▶ **Activity list**
**1.** Can you write out everything in the PRRSV article from "Researchers at the" down to "different production types.", word for word?
**2.** Which universities does the PRRSV article name as home to the researchers?

____ Source document

This is our Friday rubric: every week a new Science Page from the Bob Morrison’s Swine Health Monitoring Project. The previous editions of the science page are available on our website.
Researchers at the Ohio State University, North Carolina University and the University of Minnesota describe the genetic variability of PRRSV found in swine farms with different production types.
Why did we do this?
Even though PRRSV diversity has been recognized, current sampling and diagnostic strategy schemes used by field veterinarians (i.e. sequencing of part of the PRRSV genome using one sample per swine site) have not been well evaluated for this highly mutating RNA virus. This becomes important when considering the potential consequences derived from conclusions made on current diagnostic knowledge. Field veterinarians should preferably be using the most recent tools while helping our clients on a regular basis (e.g. is this a new virus? And if so/ if not: do I need investments on biosecurity to improve prevention? etc.).
What did we want to do?

________
____ Material supplied

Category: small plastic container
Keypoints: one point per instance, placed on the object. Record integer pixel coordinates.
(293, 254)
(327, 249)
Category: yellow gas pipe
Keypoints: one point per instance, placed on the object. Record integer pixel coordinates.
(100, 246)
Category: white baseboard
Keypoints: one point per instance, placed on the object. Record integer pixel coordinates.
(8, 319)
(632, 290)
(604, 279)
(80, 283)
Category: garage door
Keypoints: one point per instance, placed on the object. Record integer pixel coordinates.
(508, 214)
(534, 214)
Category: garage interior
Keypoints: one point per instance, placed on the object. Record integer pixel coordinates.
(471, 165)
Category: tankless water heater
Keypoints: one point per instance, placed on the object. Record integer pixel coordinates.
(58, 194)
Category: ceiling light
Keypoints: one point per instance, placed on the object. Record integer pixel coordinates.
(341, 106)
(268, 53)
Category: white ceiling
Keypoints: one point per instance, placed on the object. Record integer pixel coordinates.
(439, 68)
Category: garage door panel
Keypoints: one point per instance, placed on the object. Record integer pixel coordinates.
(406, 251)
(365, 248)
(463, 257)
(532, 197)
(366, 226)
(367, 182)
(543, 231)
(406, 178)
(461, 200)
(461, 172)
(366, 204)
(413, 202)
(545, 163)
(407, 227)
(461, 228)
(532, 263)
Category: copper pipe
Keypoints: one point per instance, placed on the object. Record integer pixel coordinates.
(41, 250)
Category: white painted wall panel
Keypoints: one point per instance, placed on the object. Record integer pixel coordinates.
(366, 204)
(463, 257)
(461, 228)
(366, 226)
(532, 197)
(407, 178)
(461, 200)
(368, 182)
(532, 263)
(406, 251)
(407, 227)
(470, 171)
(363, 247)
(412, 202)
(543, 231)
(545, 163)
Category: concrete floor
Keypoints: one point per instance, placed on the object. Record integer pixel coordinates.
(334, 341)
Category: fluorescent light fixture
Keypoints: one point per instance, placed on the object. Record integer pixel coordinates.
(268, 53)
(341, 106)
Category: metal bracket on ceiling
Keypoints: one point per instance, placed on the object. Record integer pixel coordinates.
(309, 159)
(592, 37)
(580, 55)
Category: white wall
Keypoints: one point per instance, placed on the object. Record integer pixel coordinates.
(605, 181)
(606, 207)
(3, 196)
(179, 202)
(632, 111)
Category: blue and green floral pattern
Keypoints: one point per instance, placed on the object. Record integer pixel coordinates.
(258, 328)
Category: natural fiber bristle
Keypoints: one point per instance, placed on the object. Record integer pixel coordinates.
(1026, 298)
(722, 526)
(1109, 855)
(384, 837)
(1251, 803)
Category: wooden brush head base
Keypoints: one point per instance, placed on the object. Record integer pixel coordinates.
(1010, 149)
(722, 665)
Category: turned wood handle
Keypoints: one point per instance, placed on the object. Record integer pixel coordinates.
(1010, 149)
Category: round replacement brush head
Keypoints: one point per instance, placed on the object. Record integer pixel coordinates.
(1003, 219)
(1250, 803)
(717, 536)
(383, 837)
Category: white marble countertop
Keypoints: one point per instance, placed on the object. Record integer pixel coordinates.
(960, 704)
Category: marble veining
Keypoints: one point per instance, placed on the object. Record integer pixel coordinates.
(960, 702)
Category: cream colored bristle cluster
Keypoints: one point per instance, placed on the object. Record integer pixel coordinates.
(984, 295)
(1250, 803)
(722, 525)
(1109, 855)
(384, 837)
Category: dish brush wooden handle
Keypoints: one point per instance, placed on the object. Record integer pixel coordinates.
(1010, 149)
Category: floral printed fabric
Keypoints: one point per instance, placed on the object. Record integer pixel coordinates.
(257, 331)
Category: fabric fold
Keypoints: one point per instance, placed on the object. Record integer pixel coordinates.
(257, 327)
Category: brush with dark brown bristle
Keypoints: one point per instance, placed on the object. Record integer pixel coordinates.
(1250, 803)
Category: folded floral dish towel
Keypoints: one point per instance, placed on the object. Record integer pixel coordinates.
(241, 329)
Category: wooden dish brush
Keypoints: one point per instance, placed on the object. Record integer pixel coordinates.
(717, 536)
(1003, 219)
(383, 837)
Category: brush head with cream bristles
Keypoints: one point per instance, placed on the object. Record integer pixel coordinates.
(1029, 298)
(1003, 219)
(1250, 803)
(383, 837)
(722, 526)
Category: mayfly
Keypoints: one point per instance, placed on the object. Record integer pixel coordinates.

________

▶ **Replies**
**1.**
Researchers at the Ohio State University, North Carolina University and the University of Minnesota describe the genetic variability of PRRSV found in swine farms with different production types.

**2.**
- Ohio State University
- North Carolina University
- University of Minnesota